— What is expected —
Please copy the data starting at the line containing "Trace the outline of every instance of the horizontal" and ending at the line containing "Give the mask of the horizontal stabilizer.", keeping both of those lines.

— Start Data for the task —

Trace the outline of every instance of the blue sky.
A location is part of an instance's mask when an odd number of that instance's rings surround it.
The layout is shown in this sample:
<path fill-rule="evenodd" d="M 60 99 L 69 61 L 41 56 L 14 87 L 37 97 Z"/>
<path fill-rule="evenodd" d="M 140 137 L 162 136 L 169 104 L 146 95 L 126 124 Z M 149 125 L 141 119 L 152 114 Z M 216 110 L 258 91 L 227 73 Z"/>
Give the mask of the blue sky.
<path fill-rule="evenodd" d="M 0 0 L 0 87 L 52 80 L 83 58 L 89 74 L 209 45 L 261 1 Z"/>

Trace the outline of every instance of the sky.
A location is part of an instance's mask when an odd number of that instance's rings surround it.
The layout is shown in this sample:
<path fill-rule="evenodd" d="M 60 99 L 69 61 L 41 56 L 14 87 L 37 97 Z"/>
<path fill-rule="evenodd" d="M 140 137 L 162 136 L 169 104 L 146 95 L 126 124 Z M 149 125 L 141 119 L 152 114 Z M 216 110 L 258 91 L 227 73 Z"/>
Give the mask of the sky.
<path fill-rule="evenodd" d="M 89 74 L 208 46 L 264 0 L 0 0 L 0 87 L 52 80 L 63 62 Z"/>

— End Data for the task —
— Start Data for the task —

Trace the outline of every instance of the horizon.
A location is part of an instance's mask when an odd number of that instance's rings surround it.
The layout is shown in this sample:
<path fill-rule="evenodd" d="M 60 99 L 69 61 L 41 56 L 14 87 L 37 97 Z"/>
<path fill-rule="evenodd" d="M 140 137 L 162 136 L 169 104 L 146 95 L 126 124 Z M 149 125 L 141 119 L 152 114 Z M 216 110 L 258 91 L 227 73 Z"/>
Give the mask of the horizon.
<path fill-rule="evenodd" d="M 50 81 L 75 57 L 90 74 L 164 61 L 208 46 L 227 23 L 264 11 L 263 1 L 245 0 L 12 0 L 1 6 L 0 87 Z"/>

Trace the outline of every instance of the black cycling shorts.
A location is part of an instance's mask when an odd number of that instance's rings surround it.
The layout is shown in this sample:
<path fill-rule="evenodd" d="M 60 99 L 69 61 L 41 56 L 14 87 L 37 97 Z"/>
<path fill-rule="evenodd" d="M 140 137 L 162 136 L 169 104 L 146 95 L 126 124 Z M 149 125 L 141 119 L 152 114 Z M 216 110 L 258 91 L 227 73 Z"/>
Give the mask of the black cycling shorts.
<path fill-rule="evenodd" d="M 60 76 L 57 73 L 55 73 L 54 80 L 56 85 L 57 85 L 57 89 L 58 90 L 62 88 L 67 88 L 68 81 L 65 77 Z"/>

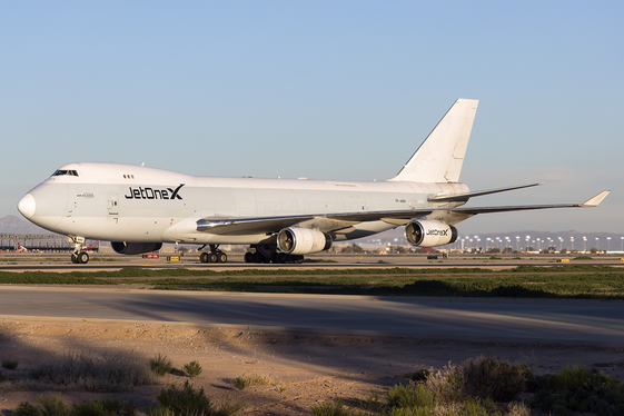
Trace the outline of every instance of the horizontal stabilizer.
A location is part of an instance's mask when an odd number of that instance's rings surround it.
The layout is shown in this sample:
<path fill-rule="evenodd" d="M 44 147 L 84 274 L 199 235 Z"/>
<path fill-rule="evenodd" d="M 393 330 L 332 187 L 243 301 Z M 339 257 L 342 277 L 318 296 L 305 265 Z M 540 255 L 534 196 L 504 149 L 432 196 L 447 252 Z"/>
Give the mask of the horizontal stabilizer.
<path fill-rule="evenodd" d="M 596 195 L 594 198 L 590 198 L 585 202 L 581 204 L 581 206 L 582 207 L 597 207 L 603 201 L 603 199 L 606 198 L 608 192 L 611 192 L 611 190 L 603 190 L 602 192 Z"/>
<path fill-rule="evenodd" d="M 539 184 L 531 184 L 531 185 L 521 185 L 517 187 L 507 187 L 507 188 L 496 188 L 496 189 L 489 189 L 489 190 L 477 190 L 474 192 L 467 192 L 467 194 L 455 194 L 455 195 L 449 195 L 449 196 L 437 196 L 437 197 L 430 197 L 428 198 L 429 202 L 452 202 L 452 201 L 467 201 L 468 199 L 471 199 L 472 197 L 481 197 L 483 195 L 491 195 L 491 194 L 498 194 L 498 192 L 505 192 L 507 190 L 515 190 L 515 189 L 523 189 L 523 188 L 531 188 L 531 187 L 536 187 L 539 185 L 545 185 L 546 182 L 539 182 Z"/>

— End Data for the task —
— Start Data for the task —

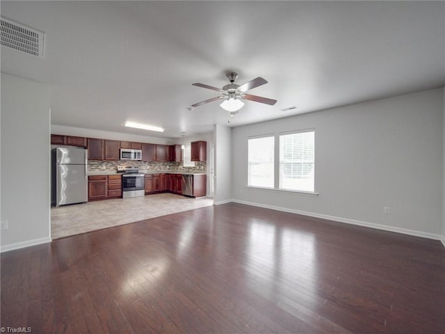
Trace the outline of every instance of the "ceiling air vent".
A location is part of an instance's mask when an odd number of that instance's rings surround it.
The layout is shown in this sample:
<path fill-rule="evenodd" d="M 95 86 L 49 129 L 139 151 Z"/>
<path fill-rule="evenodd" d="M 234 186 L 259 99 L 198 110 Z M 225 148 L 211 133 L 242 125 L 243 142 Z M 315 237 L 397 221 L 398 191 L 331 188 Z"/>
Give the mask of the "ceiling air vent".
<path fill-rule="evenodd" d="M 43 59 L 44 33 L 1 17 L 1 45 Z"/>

— End Data for the task —

— Task response —
Trace the outline of every instance of the horizontal stabilizer.
A location is part of an instance's mask when an odd number of that instance's rings surround it.
The layout is shown in this sample:
<path fill-rule="evenodd" d="M 44 147 L 84 274 L 199 235 Z"/>
<path fill-rule="evenodd" d="M 393 330 L 332 187 L 243 301 Z M 339 257 L 342 277 L 318 296 L 305 265 Z M 540 255 L 534 196 L 504 149 L 432 196 L 447 252 Z"/>
Give the mask of the horizontal stabilizer.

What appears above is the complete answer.